Énoncé 1: Sélectionnez toutes les lignes du listing contenant la chaîne « legs », en tenant compte de la casse.
===== Texte cité =====
« La
Colombe » est l’une des tables les plus réputée en Afrique du Sud et même au-delà
puisque figure classée cette année 2016 dans le « World 50 Best ».
Pas que j’y accorde une importance spéciale à ce classement, cela reste quand
même un point de repère, une liste. C’est un endroit dans tous les cas où nous
sommes censés vivre une incroyable expérience gastronomique et je me réjouissais
de découvrir la cuisine de Scot Kirton ce soir-là. Chef qui passa par le
domaine de Haute Cabrière à Franschhoek, ensuite en tant que sous-chef au Savoy
Grill à Londres et au Test Kitchen du Cap.
Situé à
Constantia, il m’a fallu un sacré moment avant de trouver l’endroit car
premièrement la signalisation est manquante, ensuite mon système de navigation
m’emmena dans une autre direction qui selon ce que j’ai compris est l’ancienne
adresse de l’établissement et troisièmement comme beaucoup de tables dans ce
pays, elle fait partie d’un hôtel ou domaine viticole. Donc en réalité il faut
se rendre au « Silvermist Mountain Lodge and Wine Estate » puis remarquer
en écriture minuscule un panneau pour « La Colombe ». Panneau en plus
qui n’est visible que dans un seul sens lorsque l’on conduit. Une fois arrivé à
la barrière, contrôle en propre et due forme par le gardien, puis encore
quelques kilomètres avant d’arriver sur les hauteurs à destination.
« Foxcroft »
m’avait déjà impressionné la veille, second restaurant ouvert au mois d’octobre,
j’étais impatient de déguster la cuisine de cet établissement. Difficile de me
faire une idée du lieu en raison de la pénombre mais nous voilà après avoir
laissé notre véhicule sur le parking, en train de descendre quelques marches et
face à une porte vitrée derrière laquelle se trouve l’accueil.
Un petit
salon avec quelques sofas, quelques récompenses affichées sur un mur et des
tableaux.
Quelques
mètres plus loin, une autre rampe d’escalier pour arriver dans une salle
finalement au décor assez épuré et plutôt très conventionnelle. Pour les
chanceux des tables faces aux fenêtres, quoi que la nuit cela ne fasse pas de
réelle différence. Et une série de tables centrales sous un plafond en pente.
Tons blanc, parquet, tables avec des nappes blanches. Le lieu se veut être
assez classique.
Dans mon
dos à un demi-niveau supérieur, les cuisines avec la brigade. A prime on est un
peu surpris par la simplicité du lieu un peu sans exubérance pour un tel
établissement. Le service est professionnel, très courtois et attentif.
=====
Énoncé 2: D'après le récit sur La Colombe, par quels établissements Scot Kirton est-il passé avant ce restaurant ? Donnez-les tous.
===== Données fournies =====
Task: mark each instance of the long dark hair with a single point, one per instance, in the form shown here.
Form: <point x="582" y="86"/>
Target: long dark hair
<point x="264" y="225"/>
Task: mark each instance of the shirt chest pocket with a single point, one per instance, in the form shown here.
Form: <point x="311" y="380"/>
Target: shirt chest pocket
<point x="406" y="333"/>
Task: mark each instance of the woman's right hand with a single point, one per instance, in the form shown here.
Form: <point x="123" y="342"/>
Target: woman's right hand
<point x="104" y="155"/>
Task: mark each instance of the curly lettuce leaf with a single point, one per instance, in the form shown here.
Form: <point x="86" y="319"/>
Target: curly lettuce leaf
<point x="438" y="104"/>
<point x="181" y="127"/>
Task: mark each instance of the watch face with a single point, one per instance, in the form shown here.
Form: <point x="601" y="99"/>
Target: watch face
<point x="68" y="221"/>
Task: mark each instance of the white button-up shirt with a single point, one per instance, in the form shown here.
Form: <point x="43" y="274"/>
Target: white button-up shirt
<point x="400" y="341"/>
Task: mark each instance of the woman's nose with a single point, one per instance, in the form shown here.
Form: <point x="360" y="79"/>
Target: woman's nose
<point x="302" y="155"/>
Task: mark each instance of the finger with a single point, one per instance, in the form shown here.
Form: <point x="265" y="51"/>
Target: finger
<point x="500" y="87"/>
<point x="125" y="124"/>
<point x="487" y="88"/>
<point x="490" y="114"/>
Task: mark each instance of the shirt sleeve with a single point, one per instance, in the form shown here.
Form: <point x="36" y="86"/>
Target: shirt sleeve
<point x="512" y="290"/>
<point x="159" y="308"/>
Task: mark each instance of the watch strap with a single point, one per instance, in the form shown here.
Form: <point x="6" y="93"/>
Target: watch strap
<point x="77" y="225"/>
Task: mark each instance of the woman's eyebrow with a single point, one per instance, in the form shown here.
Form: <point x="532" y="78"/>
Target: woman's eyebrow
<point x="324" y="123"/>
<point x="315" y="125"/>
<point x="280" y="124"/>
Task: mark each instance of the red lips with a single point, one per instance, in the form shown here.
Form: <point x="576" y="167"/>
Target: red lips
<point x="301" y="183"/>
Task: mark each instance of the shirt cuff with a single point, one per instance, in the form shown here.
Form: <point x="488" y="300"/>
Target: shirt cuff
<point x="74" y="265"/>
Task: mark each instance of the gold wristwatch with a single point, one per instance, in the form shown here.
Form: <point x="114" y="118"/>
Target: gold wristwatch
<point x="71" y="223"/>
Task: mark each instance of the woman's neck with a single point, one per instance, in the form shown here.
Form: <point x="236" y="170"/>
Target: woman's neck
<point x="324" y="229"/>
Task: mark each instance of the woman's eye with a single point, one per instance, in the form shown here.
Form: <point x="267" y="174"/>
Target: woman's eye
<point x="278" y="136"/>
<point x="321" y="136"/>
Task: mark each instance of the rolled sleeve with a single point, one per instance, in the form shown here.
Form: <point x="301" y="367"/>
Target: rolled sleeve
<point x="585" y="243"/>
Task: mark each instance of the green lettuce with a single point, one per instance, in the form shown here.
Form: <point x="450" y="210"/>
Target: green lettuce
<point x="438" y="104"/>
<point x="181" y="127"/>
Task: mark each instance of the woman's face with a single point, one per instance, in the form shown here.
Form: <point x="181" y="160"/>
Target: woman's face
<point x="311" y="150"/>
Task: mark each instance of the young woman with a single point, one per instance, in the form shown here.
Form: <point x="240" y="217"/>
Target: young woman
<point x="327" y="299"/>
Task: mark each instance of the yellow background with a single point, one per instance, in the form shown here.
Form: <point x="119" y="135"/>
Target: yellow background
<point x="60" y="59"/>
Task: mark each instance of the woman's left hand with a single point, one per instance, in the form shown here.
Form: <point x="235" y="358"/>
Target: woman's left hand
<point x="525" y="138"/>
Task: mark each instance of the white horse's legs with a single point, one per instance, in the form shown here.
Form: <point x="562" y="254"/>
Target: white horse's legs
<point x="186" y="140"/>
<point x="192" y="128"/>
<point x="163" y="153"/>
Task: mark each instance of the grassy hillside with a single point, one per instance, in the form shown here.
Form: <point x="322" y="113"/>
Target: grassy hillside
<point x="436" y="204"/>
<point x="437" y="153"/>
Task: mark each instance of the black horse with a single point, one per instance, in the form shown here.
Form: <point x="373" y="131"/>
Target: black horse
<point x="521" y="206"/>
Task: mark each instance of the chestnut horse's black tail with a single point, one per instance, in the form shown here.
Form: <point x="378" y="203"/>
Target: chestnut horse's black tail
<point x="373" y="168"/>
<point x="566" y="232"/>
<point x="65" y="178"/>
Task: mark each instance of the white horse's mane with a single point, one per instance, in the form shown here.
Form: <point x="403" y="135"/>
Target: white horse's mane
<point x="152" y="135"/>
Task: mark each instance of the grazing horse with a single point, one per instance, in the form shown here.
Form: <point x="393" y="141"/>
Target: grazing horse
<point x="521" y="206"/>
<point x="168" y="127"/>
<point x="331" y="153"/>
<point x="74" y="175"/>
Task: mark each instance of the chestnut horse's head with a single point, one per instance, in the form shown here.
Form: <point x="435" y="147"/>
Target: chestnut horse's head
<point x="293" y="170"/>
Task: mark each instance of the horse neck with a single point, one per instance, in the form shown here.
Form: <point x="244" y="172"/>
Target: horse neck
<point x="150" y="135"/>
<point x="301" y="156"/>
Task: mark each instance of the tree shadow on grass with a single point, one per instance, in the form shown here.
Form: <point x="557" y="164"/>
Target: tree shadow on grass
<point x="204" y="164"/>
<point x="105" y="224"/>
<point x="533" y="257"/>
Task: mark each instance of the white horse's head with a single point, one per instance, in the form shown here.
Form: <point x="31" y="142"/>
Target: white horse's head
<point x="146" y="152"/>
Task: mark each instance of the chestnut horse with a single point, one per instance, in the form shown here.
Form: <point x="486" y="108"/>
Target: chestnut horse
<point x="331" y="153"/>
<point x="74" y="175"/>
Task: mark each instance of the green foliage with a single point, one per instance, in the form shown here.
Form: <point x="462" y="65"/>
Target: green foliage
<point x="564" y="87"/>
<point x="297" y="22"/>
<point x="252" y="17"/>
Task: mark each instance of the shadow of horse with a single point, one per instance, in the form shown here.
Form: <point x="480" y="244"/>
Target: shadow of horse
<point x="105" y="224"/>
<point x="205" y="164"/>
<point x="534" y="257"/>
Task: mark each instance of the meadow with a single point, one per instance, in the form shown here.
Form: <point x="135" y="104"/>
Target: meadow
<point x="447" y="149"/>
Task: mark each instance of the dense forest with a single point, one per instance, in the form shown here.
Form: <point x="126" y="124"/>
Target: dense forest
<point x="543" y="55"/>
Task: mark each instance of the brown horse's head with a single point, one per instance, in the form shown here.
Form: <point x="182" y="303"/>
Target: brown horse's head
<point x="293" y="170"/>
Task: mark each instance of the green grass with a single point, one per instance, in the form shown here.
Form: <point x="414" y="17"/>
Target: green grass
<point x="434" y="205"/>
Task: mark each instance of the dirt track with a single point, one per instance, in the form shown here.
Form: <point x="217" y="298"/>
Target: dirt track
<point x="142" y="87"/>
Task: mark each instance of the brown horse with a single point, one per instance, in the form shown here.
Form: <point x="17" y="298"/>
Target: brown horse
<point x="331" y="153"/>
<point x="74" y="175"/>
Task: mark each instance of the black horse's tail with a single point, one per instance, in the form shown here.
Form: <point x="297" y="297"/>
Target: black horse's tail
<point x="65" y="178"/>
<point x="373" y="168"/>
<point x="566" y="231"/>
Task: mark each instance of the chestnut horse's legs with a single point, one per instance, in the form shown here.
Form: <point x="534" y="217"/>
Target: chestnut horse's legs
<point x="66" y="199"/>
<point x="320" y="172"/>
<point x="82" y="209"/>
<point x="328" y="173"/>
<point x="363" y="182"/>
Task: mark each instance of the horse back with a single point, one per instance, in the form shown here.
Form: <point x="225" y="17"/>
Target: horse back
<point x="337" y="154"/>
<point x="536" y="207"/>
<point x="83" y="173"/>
=====
Corrigé 1:
Task: mark each instance of the white horse's legs with a single point, one per instance, in the form shown here.
Target: white horse's legs
Task: mark each instance of the chestnut horse's legs with a single point, one per instance, in the form shown here.
Target: chestnut horse's legs

Corrigé 2:
- le domaine de Haute Cabrière à Franschhoek
- le Savoy Grill à Londres
- le Test Kitchen du Cap